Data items
───
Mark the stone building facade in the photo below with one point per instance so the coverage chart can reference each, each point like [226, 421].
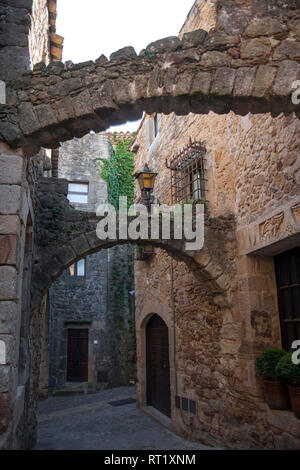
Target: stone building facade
[247, 63]
[217, 329]
[85, 298]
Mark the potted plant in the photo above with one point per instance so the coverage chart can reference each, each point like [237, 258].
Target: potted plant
[289, 371]
[276, 392]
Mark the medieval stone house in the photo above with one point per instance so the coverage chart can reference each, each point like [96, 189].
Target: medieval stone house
[209, 312]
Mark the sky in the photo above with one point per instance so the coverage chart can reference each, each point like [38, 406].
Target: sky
[95, 27]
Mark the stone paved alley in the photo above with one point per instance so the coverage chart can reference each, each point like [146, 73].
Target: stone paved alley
───
## What to work on
Render every line of the data above as a JSON list of strings, one string per line, skipping blank lines and leaving out the pictures.

## Result for this task
[
  "Mark the stone building facade in the photo below with one point per instance so the coverage chart can reference each, each point like [226, 421].",
  "Target: stone building facade",
  "[247, 63]",
  "[217, 329]",
  "[85, 298]",
  "Mark the potted plant in the photo above with one point per instance so the coverage chart can reference each, each point like [237, 258].",
  "Target: potted plant",
  "[289, 371]",
  "[276, 392]",
  "Mark the medieval stone house in the photo above with one point per instance so the coverage chart can reference each, each point like [96, 189].",
  "Target: medieval stone house",
  "[209, 312]",
  "Mark the sky in the photo above with one point per instance so the coverage chart can reference each, each point like [38, 406].",
  "Target: sky",
  "[95, 27]",
  "Mark the stone paved alley in the photo above with one point per instance so the coverage chart can reference each, each point like [146, 73].",
  "Target: stone paved alley"
]